### Task instructions
a: Decide whether each statement below agrees with the text on the Space Syntax Lab Seminars, answering yes or no and quoting the deciding words of the text.
(i) The events in the series will be held in person.
(ii) The paper's 25 case studies consist of five model homes from each city.
(iii) The findings show that laundry areas are well integrated.
b: Answer these questions from the text on the Space Syntax Lab Seminars:
(i) Which laboratory hosts the seminar series?
(ii) Which five Mexican cities does the paper focus on?
(iii) In which room, according to the findings, do public and private spaces meet?
c: Extend the text on the Space Syntax Lab Seminars, beginning after its final sentence.

** Start Passage **

Space Syntax Lab Seminars 2025-26
This academic seminar series features researchers sharing their findings, discussing their ideas and showing work in progress from The Bartlett's internationally renowned Space Syntax Laboratory.
All events in this series will be held on Zoom. Check the schedule for dates and registration links.
About the series
The Bartlett School of Architecture's Space Syntax Lab Seminar series brings together researchers and students to share their work at the intersection of architecture, urban space and society with a particular focus on space syntax theory and methods. It is hosted by The Bartlett’s internationally renowned Space Syntax Laboratory.
The series features a mixture of invited international speakers, UCL researchers and PhD students providing diverse viewpoints on how we understand, analyse and design both buildings and cities.
Schedule
Concealing Reproductive Tasks: An Inequality Genotype in Middle-Income Housing in Mexico
Social behaviour is reflected in spatial configurations. Traditionally, reproductive work and caregiving tasks have been gendered, with women often bearing a disproportionate share and these responsibilities frequently going unnoticed. With the rise of middle-income housing in Mexico, an important question arises: how do these housing layouts support, or hinder, equitable sharing of reproductive and care tasks, particularly in kitchens and laundry areas?
To investigate this, the paper focuses on five Mexican cities known for significant middle-income housing production (Guadalajara, Mexico City, Monterrey, Querétaro and Toluca) and selects 25 case studies, consisting of five model homes from each city. Applying space syntax and the justified plan graphs, the paper analyses these homes both mathematically and graphically to map spatial inequalities. The findings reveal that laundry areas are poorly integrated, similar to bathrooms, whereas public and private spaces meet in the kitchen, which may enable more equitable domestic interactions and a fairer distribution of household responsibilities.

** End Passage **
** Start Data listing **

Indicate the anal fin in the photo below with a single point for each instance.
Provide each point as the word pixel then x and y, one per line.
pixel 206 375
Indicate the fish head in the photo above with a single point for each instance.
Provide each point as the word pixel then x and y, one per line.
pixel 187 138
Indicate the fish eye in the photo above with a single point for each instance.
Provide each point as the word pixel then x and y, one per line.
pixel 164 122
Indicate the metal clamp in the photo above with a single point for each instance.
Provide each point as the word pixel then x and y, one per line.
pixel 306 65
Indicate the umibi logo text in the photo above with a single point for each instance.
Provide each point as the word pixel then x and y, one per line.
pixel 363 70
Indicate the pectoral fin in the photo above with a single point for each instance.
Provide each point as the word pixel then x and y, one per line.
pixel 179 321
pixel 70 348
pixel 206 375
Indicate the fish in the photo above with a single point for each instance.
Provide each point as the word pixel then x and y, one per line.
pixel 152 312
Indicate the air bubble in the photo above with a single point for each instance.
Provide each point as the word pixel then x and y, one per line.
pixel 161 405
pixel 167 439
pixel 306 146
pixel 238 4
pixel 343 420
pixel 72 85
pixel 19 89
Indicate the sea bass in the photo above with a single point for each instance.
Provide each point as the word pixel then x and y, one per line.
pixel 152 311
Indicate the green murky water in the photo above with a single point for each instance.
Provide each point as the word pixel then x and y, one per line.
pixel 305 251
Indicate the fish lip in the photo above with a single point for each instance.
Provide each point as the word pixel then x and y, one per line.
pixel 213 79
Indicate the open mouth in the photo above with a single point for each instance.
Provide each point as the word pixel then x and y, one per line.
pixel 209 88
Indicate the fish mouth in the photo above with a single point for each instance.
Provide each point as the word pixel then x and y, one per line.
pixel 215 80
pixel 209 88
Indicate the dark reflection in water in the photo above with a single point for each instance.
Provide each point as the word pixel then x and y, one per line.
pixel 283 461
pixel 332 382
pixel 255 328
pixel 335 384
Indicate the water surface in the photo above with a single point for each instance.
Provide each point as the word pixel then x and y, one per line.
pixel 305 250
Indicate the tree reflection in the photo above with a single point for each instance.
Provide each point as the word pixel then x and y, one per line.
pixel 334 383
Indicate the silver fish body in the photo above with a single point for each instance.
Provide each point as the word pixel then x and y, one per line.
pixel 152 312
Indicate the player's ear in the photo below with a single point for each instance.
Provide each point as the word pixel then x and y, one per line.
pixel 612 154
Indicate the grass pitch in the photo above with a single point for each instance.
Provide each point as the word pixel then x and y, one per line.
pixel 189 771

** End Data listing **

### Answers per task
a:
(i) No: "All events in this series will be held on Zoom."
(ii) Yes: "selects 25 case studies, consisting of five model homes from each city"
(iii) No: "laundry areas are poorly integrated, similar to bathrooms"

b:
(i) The Bartlett's Space Syntax Laboratory
(ii) Guadalajara, Mexico City, Monterrey, Querétaro and Toluca
(iii) The kitchen

c:
Speakers
Dr Lucía Elizondo Jiménez is a Professor at the Tecnológico de Monterrey, where she has taught since 2002. She holds a PhD in Humanistic Studies and a degree in Architecture from the Tecnológico de Monterrey, as well as a Master’s in Design Studies from Harvard University’s Graduate School of Design. She is a member of the Sustainable Territorial Development Research Group, and her research focuses on housing appropriation and self-production. Her work has been presented at academic forums in Mexico and abroad and published in international journals. She serves on the boards of Cómo Vamos NL and the Sustainable Development Commission of Consejo Nuevo León, and she received the National Housing Award for Research from Mexico’s Secretariat of Territorial and Urban Development (SEDATU).
Dr Ruben Garnica-Monroy is an Associate Professor at the School of Architecture, Art and Design of the Tecnológico de Monterrey. He holds a PhD in Urban and Environmental Studies from El Colegio de México and an MSc in the Built Environment: Advanced Architectural Studies from University College London (1997). He studies urban form and how it affects inhabitants in aspects such as mobility, land-use patterns and health. His approach is characterised by mixed methodologies, including modelling and analysis using space syntax. He has received funding from national and international institutions: the IBM Faculty Award from IBM's Global University Programs (2015); the Newton Mobility Fund from the British Academy (2015); CONACYT – Convocatoria 2015 Problemas Nacionales (2017–2020); the CITRIS Seed Fund Program (UC Berkeley) – Tecnológico de Monterrey (2019); the Border 2020 Program (US EPA), in coordination with the North American Development Bank (2020–2021); and the Ruta Azul Challenge by Tecnológico de Monterrey (2024).
Dr Lucía Martín López is an Associate Professor in the Department of Architectural Graphic Expression at Rey Juan Carlos University. She holds a PhD in Architecture from the Universidad Politécnica de Madrid and specialises in development cooperation for human settlements in the Global South. She coordinates the PENT(H)A research group, which explores emerging processes and new techniques at the intersection of history and architecture. She previously taught at several Mexican universities for ten years and has published extensively on housing design in Latin America and Europe. Her research was recognised with the Research Article Award at the 14th Spanish Biennial of Architecture and Urbanism (2016–2017).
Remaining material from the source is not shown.